WORK TO BE COMPLETED:
In the passage on the West Tennessee raids, what did Forrest find hidden in the brush on December 14?

SUPPLIED PASSAGE:
+ + + + +

= West Tennessee Raids =

Forrest's Expedition into West Tennessee was a raid conducted by Confederate Brigadier General Nathan Bedford Forrest in Tennessee from December 1862 to January 1863, during the American Civil War. Forrest led an expedition of 1,800 to 2,500 men into Union-held West Tennessee to disrupt the supply lines of Major General Ulysses S. Grant, who was campaigning south along the Mississippi River toward Vicksburg.

The Confederate objective was to dismantle segments of the Mobile and Ohio Railroad between Columbus, Kentucky and Jackson, Tennessee in an attempt to slow Grant's advance. In meeting this objective the raid was largely successful, and Forrest returned with more men and supplies than he had started with. Ultimately, however, Grant's army was only marginally delayed, and Vicksburg fell to Union forces six months later. The West Tennessee raid consisted of three main actions at Lexington, Jackson and Parker's Cross Roads.

==Expedition begins==
Forrest and his command, 1,800 men and four cannon, left Columbia, Tennessee on December 10 or 11, 1862, under orders from General Braxton Bragg. They were headed into West Tennessee, facing an area of well-entrenched enemies with ten times their strength in armaments. In writing to his superiors, Forrest made clear the ineffective condition of his arms as well as the fact that his men were supplied with only 10 rounds of caps for their shotguns while many of their flintlock muskets lacked flints. The reply was a curtly couched order to march without delay. Forrest was irritated at being ordered to go into the area without "ferriage."

The expedition reached the Tennessee River at Clifton below Double Island on December 13. The precise route Forrest took is not known, but there was a Columbia–Clifton Thoroughfare in existence during the era with a length of approximately 69 mi. Forrest's men spent hours looking to cross the rain-swollen Tennessee River. On December 14, Forrest found a leaky flatboat hidden in the brush. He made this into a pontoon to begin an effective passage across the river; by December 15, his command had successfully forded the river. The artillery and wagon trains used this bridge but the horses, mules and men swam across the river in a cold pelting rain without tents or other shelter. On the 15th, the troops marched 8 mi toward Lexington in Henderson County, Tennessee.

+ + + + +

SOURCE EXCERPT:
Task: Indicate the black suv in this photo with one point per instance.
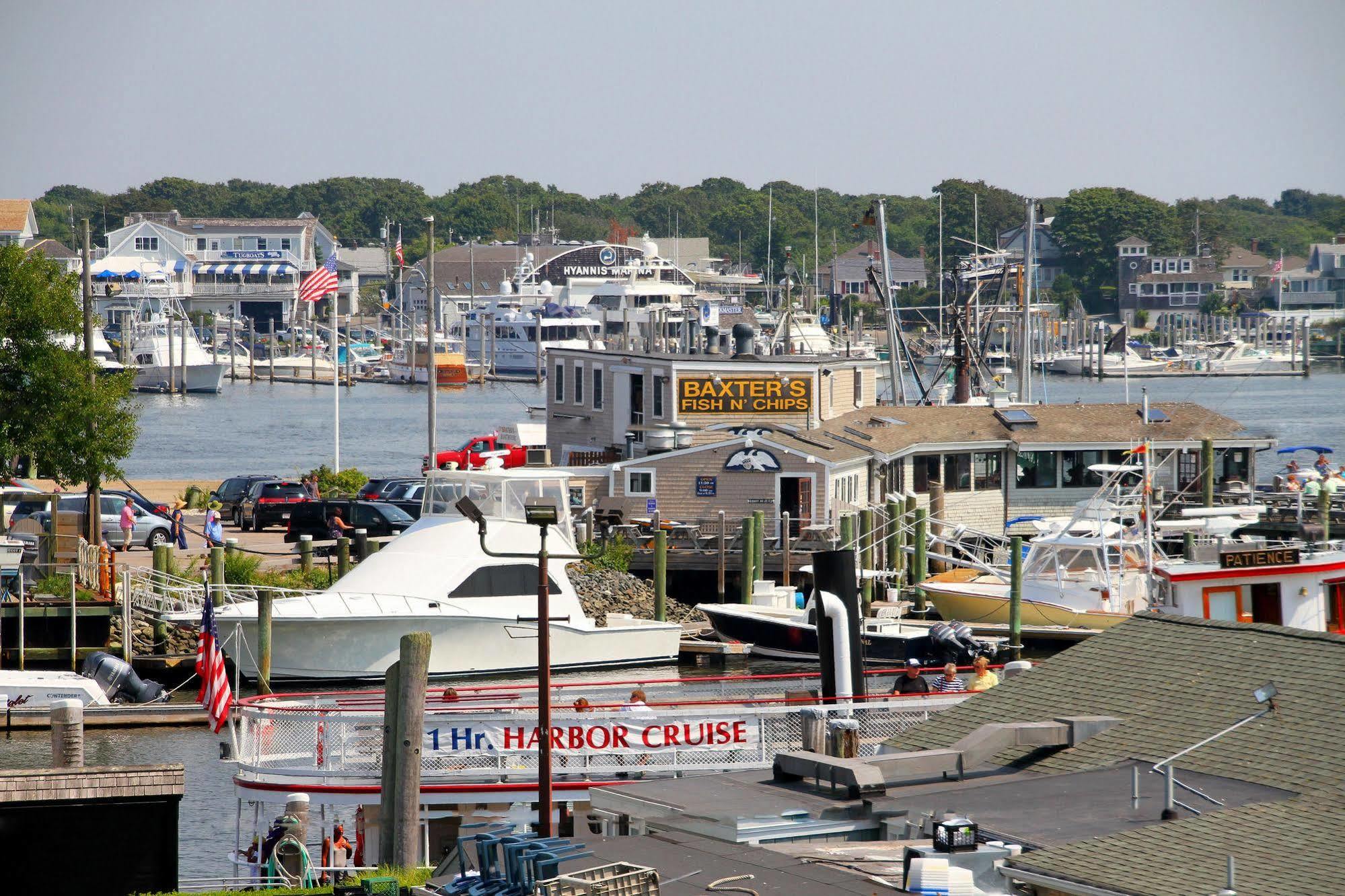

+ + + + +

CORRECT RESULT:
A leaky flatboat, which he made into a pontoon to cross the Tennessee River.